── Exercise passage ──

Key insights in this post
Consumer payments innovations typically take 20+ years to achieve saturation:
They must overcome consumer inertia
They must get receiver acceptance, typically on a one-by-one basis
Consumer inertia is typical overcome via generational change
Early adopters are typically in their 20s
Each older generation adopts less quickly
As the generations get older, a higher percentage of the total population comes from those early adopting generations
By the 20-30 year mark, the oldest generation has left the market and the high-adopting younger generations account for the majority
This can be derailed if a new payments innovation enters the market before saturation is reached (e.g., Apple Pay following PayPal)
Two 1990s hyper growth payment innovations demonstrate these principles:
PayPal now has roughly equal usage in each generation, but faces competition from Apple Pay and Google in the youngest cohorts, this explains its growth slowdown
Bank Bill Pay (CheckFree) is in long term decline as younger generations use other bill pay methods and older generations are using it less
Of today’s high growth methods, only Apple Pay growth exceeds historical norms
Zelle seems hyper-growth but P2P was introduced before 2000 and Zelle absorbed several legacy bank-centric P2P services; so while Zelle is highly penetrated, the overall time frame was ~25 years
BNPL is hyper growth and only introduced within the last 10 years or so, but Pay-in-4 appeals to a narrow segment of the population and that segment is not expanding to become mass market
Apple Pay is only 11 years old and has high penetration among iPhone users; it benefitted from one-off circumstances that would be hard to replicate
Getting to saturation requires three broad tailwinds:
A starting customer base that has been aggregated for other reasons (e.g. Zelle leveraged bank app users)
A starting acceptance base (e.g., PayPal on eBay)
A compelling initial use case (e.g., in-app payments for Apple Pay)
No emerging payment method meets all three criteria, including the new guest checkout solutions or Stablecoins
My conclusion is that consumer inertia has not changed; Payments innovations will continue to require generational change to achieve saturation
Introduction
Last week I ended my post by quoting Amara’s law:
“We tend to overestimate the effect of a technology in the short run and underestimate the effect in the long run”.
I intended to convey that there was plenty of time for incumbents to adapt. The more I thought about it, the more I questioned how much comfort it should give.
I was assuming that consumer inertia has been constant in payments history. My early experience with innovations like ATMs, IVRs, Image Check processing, etc. is that they all took extended periods to impact the industry despite their obvious advantages. Even online banking was relatively slow to catch on.
More recent innovations like Apple Pay and P2P seem to get adopted faster. If the pace of consumer adoption is indeed faster than historically, the “long run” is shorter than it used to be – and incumbents have less time to adapt. This post will discuss whether adoption rates are indeed accelerating.

───
── Data block ──

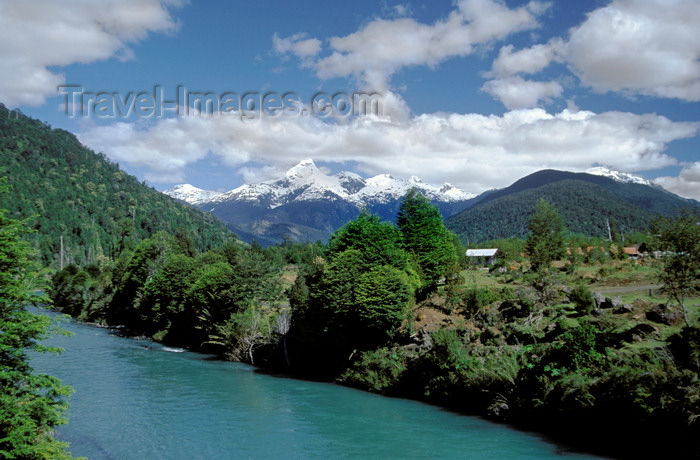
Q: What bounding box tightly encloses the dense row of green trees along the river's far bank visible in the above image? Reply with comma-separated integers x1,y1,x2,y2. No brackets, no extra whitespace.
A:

───

**Try it**: Write the next part of the passage on the adoption of payments innovations, picking up after its final sentence. The listing was drawn from a different source than the passage on payments adoption.

**Task result**:
The generational model of consumer adoption
My mental model is that early adopters of any payments innovation are the newest generation to enter adulthood. Adoption rates decline with each older cohort. As the early adopting cohort and its successors get older, they account for a greater percent of the total population and market adoption rises:
20-30 year-olds are the early adopters with subsequent cohorts following their behavior
Seniors (60+) barely adopt as their payments habits are established and their needs get simpler as they grow older
The middle generations (30-59 year-olds) adopt according to their age – with 30-somethings adopting somewhat, 40s somewhat less and 50s less than that
As time goes by, the 60+ cohorts leave the market entirely and those younger cohorts account for a higher and higher share of the total. Eventually, those who adopted young become 30+, 40+, 50+ etc. and adoption reaches effective saturation. If this model holds, it would take up to 30 years for full adoption.
This pattern is not unique to payments. You can see evidence below for mobile banking adoption (Source: eMarketer)
Each line represents a 15-year generation. Mobile banking adoption started around 2007 with the introduction of the iPhone, so these bars start 8 years after introduction. There was mobile banking before then, via SMS and the mobile web, but it took off when the App ecosystem emerged on smartphones.
Millennials (73M) adopted early and reached saturation (90%) by the right edge.
Gen Z were ages 3-18 on the left edge, and at most 30 years old on the right edge, yet have 70% penetration despite a portion yet to hit 20. The youngest members of Gen Z were only 3 years old on the left edge.
The two older generations did adopt, but are not near saturation – and adoption has plateaued.
Less than half of Gen X had adopted at the left edge and they are still below two thirds on the right edge.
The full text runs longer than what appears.